Already, the agency has retained a law firm to navigate whether the White House is breaking the law over spending issues.
“They are looking at everything,” said a source when speaking to the Post.
Once Trump is able to appoint his own people to the post, the agency will be "defanged," the Post described.
Congress can send Trump a list of who they think should be appointed, but the president can ignore it and pick whomever he wishes.
Office of Management and Budget director Russ Vought has spent his first few months in the post claiming the GAO is illegitimate and that it "shouldn't exist" to begin with. Republicans in Congress already tried to kill funding to the agency so that they couldn't afford to sue the administration on behalf of Congress, the report said.
"But the agency has taken on more prominence in recent months. A federal appeals court in August held that only GAO had the standing to sue over violations of spending laws, cutting out the groups that claimed harm from Trump’s decisions," the report explained.
“If Trump nominates the next comptroller general — I don’t want to make a political thing out of it, but his track record about caring about oversight and independent evaluations is not terribly strong,” said Henry Wray, a former GAO lawyer and ethics counselor. “GAO is really the only truly independent source of executive branch oversight in government.”
The most recent legal example is Trump attempting to kill funding allocated by Congress before he was president. The GAO could step in and say that it violates the Impoundment Control Act.

Records for this exercise ->

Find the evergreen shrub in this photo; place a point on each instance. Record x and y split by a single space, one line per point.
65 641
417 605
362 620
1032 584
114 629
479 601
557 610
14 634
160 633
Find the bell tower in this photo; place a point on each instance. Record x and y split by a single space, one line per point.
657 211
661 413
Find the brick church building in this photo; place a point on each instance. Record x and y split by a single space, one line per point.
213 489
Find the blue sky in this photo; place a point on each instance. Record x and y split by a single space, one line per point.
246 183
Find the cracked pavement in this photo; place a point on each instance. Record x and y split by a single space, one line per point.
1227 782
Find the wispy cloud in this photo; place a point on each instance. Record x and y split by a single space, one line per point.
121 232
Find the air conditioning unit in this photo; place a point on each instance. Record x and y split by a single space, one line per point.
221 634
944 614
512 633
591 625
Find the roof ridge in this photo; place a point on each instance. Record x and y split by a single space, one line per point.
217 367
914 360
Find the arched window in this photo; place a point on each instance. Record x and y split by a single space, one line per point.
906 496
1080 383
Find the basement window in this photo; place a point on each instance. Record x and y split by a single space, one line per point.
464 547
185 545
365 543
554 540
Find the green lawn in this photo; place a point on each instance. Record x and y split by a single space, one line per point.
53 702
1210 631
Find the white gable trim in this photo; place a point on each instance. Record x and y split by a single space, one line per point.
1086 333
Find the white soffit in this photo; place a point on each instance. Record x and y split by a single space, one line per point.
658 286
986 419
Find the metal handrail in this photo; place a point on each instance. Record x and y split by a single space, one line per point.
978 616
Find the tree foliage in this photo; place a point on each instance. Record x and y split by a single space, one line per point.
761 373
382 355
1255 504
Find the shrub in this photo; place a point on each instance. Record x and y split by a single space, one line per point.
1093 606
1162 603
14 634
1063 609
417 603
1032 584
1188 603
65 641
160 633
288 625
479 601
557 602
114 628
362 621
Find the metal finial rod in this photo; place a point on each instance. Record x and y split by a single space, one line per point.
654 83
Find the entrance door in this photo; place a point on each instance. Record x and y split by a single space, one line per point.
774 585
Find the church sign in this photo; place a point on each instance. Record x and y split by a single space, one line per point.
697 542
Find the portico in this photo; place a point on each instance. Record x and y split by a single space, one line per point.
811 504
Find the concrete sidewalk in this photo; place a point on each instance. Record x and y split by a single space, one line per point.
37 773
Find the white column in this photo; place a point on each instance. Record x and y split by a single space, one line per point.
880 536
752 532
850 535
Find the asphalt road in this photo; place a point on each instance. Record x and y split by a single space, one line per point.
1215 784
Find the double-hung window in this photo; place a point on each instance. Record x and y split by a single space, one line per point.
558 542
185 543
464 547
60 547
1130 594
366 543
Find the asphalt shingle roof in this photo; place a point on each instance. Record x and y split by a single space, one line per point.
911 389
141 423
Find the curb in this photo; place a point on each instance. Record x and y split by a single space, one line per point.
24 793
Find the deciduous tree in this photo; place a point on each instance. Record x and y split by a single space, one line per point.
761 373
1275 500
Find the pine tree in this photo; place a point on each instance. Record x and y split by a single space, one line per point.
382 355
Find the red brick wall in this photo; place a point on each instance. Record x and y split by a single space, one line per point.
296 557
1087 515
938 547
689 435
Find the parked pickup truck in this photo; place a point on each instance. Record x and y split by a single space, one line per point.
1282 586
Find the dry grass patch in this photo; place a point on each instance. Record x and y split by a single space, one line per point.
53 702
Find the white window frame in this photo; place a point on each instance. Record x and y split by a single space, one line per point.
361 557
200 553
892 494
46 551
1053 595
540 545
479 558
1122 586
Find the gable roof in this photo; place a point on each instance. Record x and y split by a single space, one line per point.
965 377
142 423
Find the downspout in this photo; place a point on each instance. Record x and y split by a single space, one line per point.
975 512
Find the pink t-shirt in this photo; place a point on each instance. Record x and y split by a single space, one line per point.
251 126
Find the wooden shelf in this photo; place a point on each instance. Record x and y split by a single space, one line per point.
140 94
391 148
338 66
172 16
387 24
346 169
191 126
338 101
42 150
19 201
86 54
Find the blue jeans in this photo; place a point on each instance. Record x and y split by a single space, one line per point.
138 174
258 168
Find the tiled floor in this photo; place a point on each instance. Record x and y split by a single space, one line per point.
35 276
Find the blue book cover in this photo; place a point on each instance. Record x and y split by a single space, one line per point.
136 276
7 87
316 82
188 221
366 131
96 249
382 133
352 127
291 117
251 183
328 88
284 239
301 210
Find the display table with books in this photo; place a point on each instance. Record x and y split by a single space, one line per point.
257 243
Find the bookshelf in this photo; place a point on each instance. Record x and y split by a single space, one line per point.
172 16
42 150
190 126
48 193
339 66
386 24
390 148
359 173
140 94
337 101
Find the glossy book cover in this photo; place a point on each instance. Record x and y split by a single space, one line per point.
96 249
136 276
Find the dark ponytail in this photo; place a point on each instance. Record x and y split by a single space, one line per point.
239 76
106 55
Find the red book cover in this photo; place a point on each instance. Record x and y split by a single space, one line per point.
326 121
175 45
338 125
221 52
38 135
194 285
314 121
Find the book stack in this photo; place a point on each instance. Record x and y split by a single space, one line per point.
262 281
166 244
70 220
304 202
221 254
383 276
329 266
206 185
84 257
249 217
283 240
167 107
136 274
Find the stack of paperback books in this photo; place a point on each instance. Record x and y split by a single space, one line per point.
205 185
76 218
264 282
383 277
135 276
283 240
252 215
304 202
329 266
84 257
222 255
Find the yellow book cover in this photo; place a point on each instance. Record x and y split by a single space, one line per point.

What is asked ->
a: Based on the GAO article, decide whether each statement agrees with it: (i) a federal appeals court ruled in August that only GAO had standing to sue over violations of spending laws; (ii) the president must choose the next comptroller general from the list Congress sends; (iii) Russ Vought has claimed the GAO is illegitimate. Give yes or no for each, with the deciding words of the article quoted exactly.
b: Collect every line of the rows that contains the string "blue", treating case as significant.

Answers to the problems ->
a:
(i) Yes: "A federal appeals court in August held that only GAO had the standing to sue over violations of spending laws"
(ii) No: "the president can ignore it and pick whomever he wishes"
(iii) Yes: "claiming the GAO is illegitimate"

b:
Find the blue sky in this photo; place a point on each instance. Record x and y split by a single space, one line per point.
Find the blue jeans in this photo; place a point on each instance. Record x and y split by a single space, one line per point.
Find the blue book cover in this photo; place a point on each instance. Record x and y split by a single space, one line per point.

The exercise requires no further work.